■ **Aim of the exercise**: Find every line in the data below that contains the word "handshake" and copy each of those lines.

--- Start ---

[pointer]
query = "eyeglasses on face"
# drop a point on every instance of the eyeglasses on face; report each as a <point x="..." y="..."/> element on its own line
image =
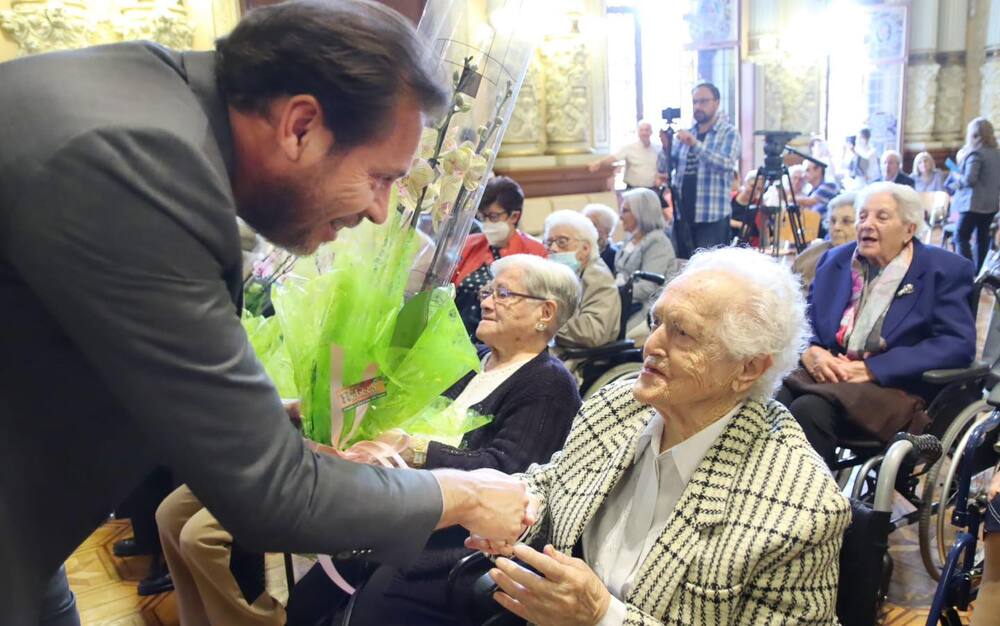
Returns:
<point x="497" y="216"/>
<point x="561" y="242"/>
<point x="502" y="294"/>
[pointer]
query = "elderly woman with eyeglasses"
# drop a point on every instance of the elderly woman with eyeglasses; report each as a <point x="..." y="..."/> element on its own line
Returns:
<point x="884" y="309"/>
<point x="532" y="399"/>
<point x="646" y="248"/>
<point x="500" y="212"/>
<point x="688" y="496"/>
<point x="571" y="240"/>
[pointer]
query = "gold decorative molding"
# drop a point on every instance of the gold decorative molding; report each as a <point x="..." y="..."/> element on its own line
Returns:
<point x="164" y="21"/>
<point x="46" y="25"/>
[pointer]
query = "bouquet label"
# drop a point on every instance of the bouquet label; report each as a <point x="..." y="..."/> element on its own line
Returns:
<point x="361" y="393"/>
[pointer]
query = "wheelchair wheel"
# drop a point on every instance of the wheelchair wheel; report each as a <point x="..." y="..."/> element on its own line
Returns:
<point x="618" y="372"/>
<point x="935" y="531"/>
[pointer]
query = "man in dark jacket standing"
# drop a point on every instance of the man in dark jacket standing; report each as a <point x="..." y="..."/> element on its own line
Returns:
<point x="122" y="171"/>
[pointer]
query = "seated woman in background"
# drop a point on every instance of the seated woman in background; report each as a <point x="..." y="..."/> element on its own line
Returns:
<point x="883" y="310"/>
<point x="839" y="223"/>
<point x="500" y="212"/>
<point x="532" y="399"/>
<point x="926" y="176"/>
<point x="646" y="248"/>
<point x="571" y="240"/>
<point x="677" y="486"/>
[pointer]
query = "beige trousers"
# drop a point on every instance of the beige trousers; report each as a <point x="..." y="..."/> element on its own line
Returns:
<point x="197" y="549"/>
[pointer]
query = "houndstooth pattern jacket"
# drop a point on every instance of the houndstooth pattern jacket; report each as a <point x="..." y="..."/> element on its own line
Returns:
<point x="754" y="538"/>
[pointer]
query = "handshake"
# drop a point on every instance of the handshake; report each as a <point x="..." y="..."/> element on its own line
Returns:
<point x="494" y="507"/>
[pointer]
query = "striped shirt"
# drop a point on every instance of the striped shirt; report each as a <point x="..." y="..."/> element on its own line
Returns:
<point x="714" y="160"/>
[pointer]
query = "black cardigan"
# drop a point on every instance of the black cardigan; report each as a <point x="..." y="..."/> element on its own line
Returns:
<point x="532" y="412"/>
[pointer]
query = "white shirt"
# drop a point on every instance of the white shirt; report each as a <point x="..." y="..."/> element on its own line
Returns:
<point x="628" y="523"/>
<point x="640" y="163"/>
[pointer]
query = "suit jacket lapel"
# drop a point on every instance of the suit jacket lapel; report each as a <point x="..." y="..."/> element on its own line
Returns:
<point x="901" y="305"/>
<point x="702" y="505"/>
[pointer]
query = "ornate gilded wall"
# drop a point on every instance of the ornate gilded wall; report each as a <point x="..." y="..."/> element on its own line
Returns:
<point x="31" y="26"/>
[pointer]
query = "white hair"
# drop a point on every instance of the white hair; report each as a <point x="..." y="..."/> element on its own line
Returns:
<point x="584" y="228"/>
<point x="767" y="317"/>
<point x="646" y="207"/>
<point x="607" y="216"/>
<point x="545" y="279"/>
<point x="908" y="204"/>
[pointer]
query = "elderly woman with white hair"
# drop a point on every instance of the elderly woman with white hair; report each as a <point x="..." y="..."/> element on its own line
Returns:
<point x="605" y="220"/>
<point x="688" y="495"/>
<point x="532" y="399"/>
<point x="884" y="309"/>
<point x="571" y="240"/>
<point x="646" y="248"/>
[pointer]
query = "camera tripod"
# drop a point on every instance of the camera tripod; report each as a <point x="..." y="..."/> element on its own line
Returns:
<point x="766" y="179"/>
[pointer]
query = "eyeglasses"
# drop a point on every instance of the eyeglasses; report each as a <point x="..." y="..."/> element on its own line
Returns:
<point x="494" y="217"/>
<point x="502" y="294"/>
<point x="560" y="242"/>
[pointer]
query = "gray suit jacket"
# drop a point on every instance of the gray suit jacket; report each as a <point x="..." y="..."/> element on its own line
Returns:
<point x="120" y="345"/>
<point x="977" y="187"/>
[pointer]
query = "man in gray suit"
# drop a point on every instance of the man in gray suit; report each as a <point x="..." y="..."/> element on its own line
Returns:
<point x="122" y="171"/>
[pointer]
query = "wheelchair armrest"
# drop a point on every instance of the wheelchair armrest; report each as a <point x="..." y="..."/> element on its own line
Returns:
<point x="943" y="377"/>
<point x="607" y="349"/>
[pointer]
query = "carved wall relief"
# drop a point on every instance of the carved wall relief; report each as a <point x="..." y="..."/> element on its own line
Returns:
<point x="921" y="100"/>
<point x="950" y="102"/>
<point x="526" y="131"/>
<point x="42" y="26"/>
<point x="567" y="95"/>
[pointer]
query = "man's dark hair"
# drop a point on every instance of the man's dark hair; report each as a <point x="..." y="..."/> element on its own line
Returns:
<point x="504" y="191"/>
<point x="710" y="87"/>
<point x="357" y="57"/>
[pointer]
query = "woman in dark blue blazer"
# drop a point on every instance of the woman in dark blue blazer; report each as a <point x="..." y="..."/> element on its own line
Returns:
<point x="884" y="309"/>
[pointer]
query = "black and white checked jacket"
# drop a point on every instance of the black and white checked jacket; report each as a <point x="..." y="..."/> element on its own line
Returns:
<point x="754" y="538"/>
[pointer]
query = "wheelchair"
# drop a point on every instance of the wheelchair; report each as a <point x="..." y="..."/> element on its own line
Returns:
<point x="599" y="366"/>
<point x="956" y="408"/>
<point x="966" y="501"/>
<point x="864" y="578"/>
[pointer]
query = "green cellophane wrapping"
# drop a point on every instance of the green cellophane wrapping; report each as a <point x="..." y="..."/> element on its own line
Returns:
<point x="264" y="334"/>
<point x="357" y="306"/>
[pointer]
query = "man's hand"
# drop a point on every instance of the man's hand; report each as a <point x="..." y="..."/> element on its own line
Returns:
<point x="686" y="137"/>
<point x="824" y="367"/>
<point x="486" y="502"/>
<point x="568" y="592"/>
<point x="855" y="371"/>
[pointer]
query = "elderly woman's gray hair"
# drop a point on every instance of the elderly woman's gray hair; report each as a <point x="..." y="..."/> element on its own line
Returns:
<point x="768" y="316"/>
<point x="607" y="216"/>
<point x="848" y="198"/>
<point x="646" y="207"/>
<point x="908" y="204"/>
<point x="545" y="279"/>
<point x="583" y="227"/>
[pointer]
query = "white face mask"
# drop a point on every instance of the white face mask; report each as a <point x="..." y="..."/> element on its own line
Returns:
<point x="497" y="233"/>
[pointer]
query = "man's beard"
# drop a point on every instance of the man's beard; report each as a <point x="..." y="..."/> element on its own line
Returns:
<point x="276" y="208"/>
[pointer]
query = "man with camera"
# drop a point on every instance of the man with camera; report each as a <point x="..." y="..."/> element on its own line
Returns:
<point x="704" y="157"/>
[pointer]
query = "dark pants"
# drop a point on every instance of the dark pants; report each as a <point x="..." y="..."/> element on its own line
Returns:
<point x="979" y="222"/>
<point x="58" y="602"/>
<point x="819" y="420"/>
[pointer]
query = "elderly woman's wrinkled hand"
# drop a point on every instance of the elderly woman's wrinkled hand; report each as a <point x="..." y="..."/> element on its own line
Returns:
<point x="855" y="371"/>
<point x="566" y="592"/>
<point x="823" y="366"/>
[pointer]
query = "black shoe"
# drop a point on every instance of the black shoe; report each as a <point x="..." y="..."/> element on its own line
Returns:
<point x="154" y="584"/>
<point x="129" y="547"/>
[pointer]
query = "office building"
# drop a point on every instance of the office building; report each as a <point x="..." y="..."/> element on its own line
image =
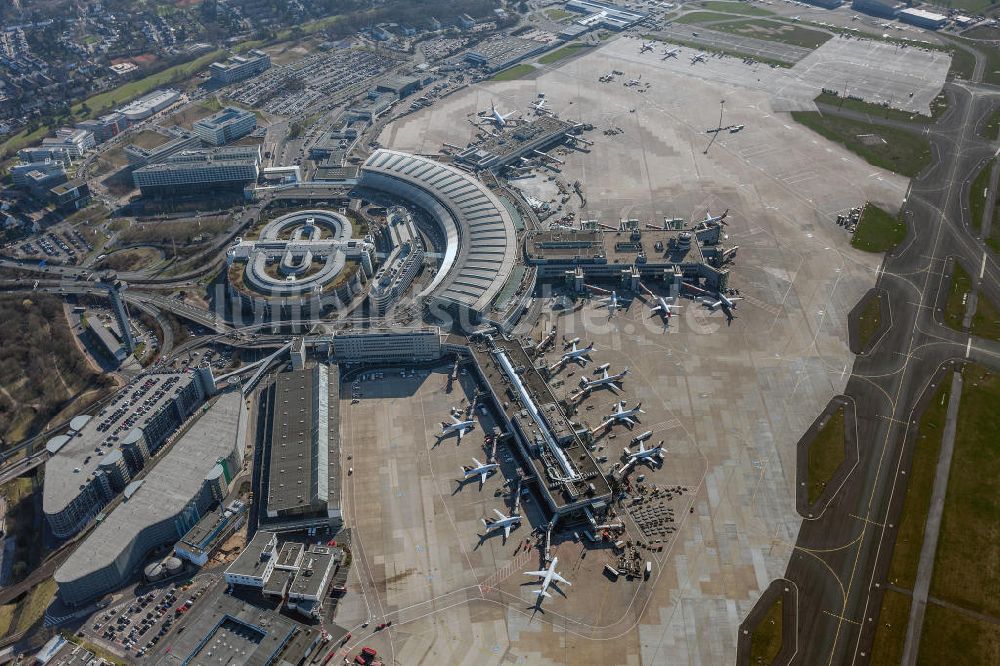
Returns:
<point x="227" y="125"/>
<point x="387" y="345"/>
<point x="200" y="170"/>
<point x="238" y="67"/>
<point x="191" y="478"/>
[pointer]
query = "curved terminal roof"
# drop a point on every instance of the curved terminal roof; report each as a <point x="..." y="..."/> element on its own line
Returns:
<point x="481" y="248"/>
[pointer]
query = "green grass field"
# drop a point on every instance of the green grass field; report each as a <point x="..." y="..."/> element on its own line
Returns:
<point x="977" y="196"/>
<point x="920" y="482"/>
<point x="775" y="31"/>
<point x="954" y="309"/>
<point x="878" y="230"/>
<point x="826" y="454"/>
<point x="986" y="320"/>
<point x="869" y="320"/>
<point x="560" y="54"/>
<point x="991" y="130"/>
<point x="744" y="8"/>
<point x="950" y="636"/>
<point x="765" y="640"/>
<point x="905" y="153"/>
<point x="890" y="635"/>
<point x="701" y="17"/>
<point x="513" y="73"/>
<point x="967" y="561"/>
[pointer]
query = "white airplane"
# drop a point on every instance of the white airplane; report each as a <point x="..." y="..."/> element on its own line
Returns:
<point x="502" y="522"/>
<point x="478" y="468"/>
<point x="548" y="576"/>
<point x="664" y="309"/>
<point x="625" y="415"/>
<point x="458" y="426"/>
<point x="609" y="380"/>
<point x="611" y="301"/>
<point x="720" y="219"/>
<point x="644" y="454"/>
<point x="580" y="354"/>
<point x="495" y="117"/>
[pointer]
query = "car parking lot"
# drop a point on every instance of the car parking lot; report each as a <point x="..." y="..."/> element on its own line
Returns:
<point x="133" y="627"/>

--- End ---

■ **Full answer**:
query = "handshake"
# drop a point on every instance of the handshake; report each as a <point x="..." y="..."/> element on its own line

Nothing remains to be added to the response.